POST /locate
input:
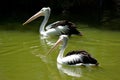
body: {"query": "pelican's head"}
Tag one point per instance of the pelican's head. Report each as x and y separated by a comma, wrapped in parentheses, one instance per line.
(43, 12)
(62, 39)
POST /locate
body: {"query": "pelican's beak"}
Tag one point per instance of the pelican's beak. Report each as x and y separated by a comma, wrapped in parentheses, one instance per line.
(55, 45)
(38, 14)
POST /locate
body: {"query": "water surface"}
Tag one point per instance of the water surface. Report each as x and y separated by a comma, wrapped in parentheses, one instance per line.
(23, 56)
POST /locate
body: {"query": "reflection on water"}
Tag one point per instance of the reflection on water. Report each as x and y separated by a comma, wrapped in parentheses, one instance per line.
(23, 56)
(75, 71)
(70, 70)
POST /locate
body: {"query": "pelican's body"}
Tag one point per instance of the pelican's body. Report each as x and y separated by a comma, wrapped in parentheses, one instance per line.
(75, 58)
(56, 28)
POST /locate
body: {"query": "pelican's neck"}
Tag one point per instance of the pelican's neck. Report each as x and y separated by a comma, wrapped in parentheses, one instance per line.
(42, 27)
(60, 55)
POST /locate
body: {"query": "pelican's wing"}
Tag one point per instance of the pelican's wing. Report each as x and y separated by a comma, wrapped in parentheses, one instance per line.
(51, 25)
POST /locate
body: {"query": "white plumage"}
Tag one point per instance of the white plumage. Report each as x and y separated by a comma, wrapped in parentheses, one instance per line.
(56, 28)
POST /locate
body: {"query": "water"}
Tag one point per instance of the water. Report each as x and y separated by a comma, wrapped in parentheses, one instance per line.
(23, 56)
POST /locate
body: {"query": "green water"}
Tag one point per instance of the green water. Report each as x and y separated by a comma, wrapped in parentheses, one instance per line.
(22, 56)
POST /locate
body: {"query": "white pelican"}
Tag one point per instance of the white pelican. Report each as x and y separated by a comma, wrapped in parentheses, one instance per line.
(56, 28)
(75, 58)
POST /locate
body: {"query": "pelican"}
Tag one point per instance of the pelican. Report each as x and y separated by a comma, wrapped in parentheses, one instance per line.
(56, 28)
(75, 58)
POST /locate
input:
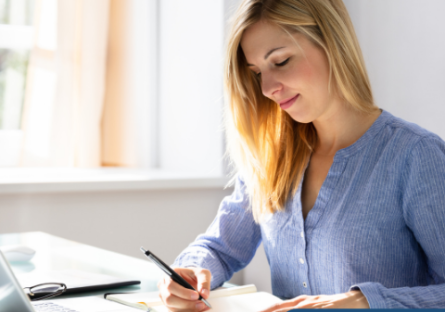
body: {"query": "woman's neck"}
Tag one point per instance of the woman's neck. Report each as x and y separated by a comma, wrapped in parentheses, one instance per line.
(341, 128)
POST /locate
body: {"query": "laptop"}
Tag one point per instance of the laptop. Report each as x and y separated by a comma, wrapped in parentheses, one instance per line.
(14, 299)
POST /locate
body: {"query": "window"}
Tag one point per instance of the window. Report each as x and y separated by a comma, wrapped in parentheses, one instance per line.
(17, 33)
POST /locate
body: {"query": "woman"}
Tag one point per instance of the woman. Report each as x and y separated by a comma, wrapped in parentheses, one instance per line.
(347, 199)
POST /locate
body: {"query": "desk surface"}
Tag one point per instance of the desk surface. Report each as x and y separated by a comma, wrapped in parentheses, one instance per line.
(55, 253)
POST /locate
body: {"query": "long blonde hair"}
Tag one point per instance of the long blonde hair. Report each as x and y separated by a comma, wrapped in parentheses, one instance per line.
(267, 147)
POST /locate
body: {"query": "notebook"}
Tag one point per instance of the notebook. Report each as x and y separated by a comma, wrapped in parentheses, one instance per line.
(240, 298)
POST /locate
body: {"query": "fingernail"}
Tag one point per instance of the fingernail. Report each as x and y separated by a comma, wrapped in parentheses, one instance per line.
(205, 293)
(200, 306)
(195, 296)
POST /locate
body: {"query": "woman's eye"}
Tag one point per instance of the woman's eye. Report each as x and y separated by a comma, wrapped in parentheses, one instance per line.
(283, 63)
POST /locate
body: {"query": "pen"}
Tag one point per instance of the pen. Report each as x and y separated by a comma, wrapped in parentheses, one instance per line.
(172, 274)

...

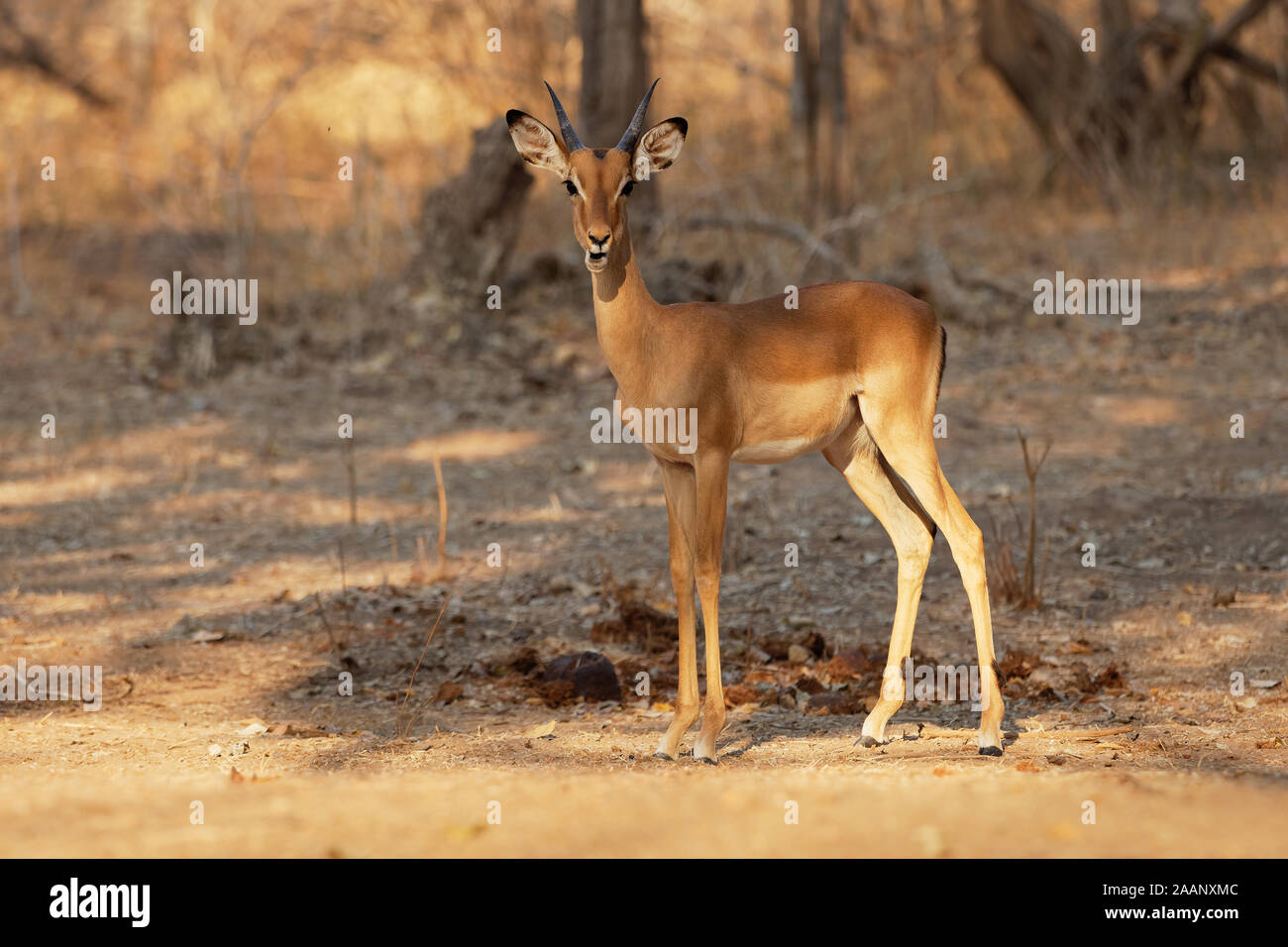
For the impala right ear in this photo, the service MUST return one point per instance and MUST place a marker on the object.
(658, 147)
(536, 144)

• **Task objective**
Count the lines in the records that contain the string "head". Reply with the number alone.

• **Written solution**
2